(Excerpt from a dataset)
————————

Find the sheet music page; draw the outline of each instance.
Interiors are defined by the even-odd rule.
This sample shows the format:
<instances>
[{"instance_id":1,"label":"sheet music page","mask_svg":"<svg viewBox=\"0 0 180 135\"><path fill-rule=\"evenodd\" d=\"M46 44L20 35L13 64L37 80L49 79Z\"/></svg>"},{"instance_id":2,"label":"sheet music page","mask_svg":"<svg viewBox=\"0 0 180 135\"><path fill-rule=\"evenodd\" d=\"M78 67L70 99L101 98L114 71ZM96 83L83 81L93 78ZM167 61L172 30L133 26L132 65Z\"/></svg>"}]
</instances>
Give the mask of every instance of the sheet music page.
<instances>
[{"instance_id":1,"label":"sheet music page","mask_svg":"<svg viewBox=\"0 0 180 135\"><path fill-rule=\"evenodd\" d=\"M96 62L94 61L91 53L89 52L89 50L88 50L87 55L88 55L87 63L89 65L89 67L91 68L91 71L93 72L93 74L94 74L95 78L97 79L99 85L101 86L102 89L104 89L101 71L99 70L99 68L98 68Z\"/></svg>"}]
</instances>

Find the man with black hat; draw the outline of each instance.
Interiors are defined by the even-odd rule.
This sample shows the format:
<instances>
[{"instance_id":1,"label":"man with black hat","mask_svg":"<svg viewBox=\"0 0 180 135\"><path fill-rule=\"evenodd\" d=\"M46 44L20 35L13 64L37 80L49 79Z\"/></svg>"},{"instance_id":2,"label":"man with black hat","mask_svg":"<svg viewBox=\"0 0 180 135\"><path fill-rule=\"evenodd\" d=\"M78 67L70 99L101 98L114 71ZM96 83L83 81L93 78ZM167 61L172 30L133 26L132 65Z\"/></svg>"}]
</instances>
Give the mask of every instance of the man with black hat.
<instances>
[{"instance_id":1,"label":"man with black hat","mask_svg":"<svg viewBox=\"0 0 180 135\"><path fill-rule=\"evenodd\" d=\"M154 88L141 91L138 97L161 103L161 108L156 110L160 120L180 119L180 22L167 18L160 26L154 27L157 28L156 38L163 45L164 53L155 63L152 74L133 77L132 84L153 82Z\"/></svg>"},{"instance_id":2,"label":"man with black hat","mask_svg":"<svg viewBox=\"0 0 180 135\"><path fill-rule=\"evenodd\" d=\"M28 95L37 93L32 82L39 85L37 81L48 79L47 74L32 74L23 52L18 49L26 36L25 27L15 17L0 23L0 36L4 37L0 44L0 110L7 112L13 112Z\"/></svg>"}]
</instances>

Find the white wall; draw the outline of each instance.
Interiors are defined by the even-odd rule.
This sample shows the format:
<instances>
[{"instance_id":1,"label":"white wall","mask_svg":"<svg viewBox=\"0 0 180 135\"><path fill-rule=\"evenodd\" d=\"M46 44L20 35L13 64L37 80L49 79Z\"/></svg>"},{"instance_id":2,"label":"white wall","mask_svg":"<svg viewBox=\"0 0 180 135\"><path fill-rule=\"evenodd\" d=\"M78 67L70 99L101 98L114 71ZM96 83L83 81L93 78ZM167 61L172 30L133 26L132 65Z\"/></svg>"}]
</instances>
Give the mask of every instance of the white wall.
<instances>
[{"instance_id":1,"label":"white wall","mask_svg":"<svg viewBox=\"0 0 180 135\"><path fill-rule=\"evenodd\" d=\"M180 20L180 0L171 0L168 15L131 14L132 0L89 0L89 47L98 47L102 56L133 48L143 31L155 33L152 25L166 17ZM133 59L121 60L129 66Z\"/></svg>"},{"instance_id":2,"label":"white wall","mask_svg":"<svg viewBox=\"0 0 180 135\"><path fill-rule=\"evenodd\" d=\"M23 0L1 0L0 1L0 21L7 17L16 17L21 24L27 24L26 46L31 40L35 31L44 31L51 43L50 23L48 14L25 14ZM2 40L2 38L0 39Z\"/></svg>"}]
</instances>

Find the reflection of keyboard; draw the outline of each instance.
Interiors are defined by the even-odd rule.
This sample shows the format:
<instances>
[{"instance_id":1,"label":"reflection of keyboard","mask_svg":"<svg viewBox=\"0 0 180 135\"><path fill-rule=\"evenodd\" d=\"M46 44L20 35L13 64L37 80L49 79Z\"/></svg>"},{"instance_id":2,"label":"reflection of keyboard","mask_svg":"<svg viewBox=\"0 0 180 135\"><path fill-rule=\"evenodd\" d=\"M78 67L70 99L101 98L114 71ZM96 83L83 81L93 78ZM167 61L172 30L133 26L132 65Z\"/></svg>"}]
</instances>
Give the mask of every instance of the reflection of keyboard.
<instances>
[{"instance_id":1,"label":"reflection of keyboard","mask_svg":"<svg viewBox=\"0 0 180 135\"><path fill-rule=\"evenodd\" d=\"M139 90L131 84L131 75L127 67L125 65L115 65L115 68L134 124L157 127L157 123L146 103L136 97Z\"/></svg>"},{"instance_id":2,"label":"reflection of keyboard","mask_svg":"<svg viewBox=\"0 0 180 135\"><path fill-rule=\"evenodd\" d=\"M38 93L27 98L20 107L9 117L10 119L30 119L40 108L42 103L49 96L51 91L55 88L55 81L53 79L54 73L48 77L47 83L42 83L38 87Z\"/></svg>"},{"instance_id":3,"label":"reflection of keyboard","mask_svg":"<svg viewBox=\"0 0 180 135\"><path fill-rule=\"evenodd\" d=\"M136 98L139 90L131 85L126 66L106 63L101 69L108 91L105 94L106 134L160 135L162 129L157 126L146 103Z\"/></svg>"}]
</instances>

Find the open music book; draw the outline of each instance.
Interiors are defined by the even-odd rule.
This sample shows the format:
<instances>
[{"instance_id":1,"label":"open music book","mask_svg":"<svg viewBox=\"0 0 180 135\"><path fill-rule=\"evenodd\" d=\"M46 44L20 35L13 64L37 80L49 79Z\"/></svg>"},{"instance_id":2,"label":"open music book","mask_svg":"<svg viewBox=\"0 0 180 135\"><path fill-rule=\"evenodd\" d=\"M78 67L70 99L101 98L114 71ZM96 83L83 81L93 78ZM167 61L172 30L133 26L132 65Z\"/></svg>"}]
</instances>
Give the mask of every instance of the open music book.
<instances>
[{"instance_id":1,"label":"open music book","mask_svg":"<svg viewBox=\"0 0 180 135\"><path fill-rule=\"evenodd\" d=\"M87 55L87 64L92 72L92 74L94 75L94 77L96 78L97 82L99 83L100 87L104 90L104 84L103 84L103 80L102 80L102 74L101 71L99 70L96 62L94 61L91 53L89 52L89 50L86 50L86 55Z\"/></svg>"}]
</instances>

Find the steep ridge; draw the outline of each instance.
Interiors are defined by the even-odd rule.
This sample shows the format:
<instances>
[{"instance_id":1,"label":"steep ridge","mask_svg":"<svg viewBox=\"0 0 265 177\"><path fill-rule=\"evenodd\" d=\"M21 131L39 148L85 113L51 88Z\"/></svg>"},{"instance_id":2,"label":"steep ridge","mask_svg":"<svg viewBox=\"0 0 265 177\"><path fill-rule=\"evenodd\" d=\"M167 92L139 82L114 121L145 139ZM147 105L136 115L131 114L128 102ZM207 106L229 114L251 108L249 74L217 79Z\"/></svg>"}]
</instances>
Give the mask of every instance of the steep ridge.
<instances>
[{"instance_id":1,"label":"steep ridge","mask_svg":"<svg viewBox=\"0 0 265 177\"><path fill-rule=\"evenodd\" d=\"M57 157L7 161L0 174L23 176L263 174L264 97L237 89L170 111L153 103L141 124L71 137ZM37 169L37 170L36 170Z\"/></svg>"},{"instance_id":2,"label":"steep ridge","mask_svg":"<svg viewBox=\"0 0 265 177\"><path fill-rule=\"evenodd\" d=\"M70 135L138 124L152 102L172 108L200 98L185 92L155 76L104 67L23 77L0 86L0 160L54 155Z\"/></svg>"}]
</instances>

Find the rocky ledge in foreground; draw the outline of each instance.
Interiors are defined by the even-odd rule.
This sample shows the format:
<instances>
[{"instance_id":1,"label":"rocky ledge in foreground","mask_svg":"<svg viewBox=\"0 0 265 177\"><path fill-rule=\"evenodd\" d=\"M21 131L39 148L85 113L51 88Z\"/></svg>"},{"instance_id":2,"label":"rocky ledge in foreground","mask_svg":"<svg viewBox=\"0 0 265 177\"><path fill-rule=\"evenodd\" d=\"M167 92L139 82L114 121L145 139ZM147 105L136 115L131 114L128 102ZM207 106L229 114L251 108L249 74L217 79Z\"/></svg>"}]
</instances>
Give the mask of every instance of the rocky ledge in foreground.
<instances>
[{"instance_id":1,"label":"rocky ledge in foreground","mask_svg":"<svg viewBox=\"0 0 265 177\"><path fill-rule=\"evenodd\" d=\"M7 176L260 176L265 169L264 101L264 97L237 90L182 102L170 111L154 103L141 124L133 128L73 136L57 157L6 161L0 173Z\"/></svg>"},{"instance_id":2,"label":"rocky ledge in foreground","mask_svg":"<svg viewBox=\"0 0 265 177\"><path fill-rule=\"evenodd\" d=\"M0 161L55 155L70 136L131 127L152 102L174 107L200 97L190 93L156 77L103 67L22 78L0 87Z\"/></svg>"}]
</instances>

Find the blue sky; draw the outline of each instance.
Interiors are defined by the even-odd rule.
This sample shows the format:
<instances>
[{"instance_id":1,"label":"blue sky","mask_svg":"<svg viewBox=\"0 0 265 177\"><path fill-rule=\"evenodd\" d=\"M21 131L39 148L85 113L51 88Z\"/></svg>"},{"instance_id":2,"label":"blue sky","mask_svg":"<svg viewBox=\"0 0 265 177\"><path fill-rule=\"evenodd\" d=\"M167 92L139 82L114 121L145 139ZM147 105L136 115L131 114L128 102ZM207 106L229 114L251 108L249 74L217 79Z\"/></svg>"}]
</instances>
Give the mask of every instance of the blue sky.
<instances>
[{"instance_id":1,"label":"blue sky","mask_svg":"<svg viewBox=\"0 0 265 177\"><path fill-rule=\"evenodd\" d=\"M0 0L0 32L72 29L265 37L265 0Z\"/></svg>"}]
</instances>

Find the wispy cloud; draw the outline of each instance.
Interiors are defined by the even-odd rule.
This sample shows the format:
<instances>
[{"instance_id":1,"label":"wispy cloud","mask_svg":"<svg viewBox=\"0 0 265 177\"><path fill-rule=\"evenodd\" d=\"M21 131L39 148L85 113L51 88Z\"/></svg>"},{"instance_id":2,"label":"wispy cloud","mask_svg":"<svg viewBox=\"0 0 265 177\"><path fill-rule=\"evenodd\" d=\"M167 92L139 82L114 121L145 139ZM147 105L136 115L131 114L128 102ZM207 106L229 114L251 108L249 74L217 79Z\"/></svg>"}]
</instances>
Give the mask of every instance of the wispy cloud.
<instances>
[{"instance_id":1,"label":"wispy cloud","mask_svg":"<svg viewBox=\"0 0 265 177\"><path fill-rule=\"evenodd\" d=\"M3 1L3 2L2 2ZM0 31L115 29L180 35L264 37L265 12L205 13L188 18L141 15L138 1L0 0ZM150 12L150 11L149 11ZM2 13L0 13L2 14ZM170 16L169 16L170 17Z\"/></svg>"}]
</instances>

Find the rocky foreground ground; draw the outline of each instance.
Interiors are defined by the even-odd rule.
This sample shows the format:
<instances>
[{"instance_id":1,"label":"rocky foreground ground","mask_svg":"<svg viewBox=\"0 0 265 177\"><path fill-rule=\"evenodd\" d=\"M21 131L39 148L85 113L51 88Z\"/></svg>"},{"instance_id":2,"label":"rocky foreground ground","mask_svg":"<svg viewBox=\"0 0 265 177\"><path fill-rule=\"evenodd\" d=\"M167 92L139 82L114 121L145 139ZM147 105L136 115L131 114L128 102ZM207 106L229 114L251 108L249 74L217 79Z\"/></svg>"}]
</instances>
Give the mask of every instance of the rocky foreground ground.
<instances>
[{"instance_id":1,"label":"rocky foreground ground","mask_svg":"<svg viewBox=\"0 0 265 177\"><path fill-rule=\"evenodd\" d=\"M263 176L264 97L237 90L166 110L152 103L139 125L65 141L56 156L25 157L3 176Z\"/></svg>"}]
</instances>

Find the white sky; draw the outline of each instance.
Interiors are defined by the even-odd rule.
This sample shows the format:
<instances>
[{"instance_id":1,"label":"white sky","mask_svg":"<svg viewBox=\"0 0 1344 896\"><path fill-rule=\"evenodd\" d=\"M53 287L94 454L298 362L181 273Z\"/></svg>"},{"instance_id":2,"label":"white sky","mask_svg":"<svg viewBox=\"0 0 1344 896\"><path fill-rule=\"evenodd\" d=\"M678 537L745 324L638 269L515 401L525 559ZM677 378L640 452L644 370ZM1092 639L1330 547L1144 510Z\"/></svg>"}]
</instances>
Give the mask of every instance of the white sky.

————————

#### [WHAT TO DO]
Starting with the line that contains "Find the rocky foreground", write out each line through the end of the listing, exactly as it appears, and include nothing else.

#### [THE ANSWER]
Find the rocky foreground ground; draw the outline of each instance.
Interiors are defined by the even-odd rule.
This sample shows the format:
<instances>
[{"instance_id":1,"label":"rocky foreground ground","mask_svg":"<svg viewBox=\"0 0 265 177\"><path fill-rule=\"evenodd\" d=\"M21 131L39 148L85 113L51 88Z\"/></svg>"},{"instance_id":2,"label":"rocky foreground ground","mask_svg":"<svg viewBox=\"0 0 265 177\"><path fill-rule=\"evenodd\" d=\"M167 92L139 82L114 121L145 139ZM147 105L136 115L131 114L128 102ZM207 106L229 114L251 108L249 74L217 79Z\"/></svg>"}]
</instances>
Give the mask of every instance of the rocky foreground ground.
<instances>
[{"instance_id":1,"label":"rocky foreground ground","mask_svg":"<svg viewBox=\"0 0 265 177\"><path fill-rule=\"evenodd\" d=\"M263 176L264 97L237 90L166 110L152 103L139 125L65 141L56 156L25 157L3 176Z\"/></svg>"}]
</instances>

Find the white sky; draw the outline of each instance.
Interiors are defined by the even-odd rule.
This sample shows the format:
<instances>
[{"instance_id":1,"label":"white sky","mask_svg":"<svg viewBox=\"0 0 1344 896\"><path fill-rule=\"evenodd\" d=\"M53 287L94 454L298 362L181 273Z\"/></svg>"},{"instance_id":2,"label":"white sky","mask_svg":"<svg viewBox=\"0 0 1344 896\"><path fill-rule=\"evenodd\" d=\"M678 537L745 324L638 269L515 401L525 559ZM677 378L640 452L644 370ZM1092 639L1330 547L1144 510Z\"/></svg>"}]
</instances>
Give the mask of every instance of the white sky.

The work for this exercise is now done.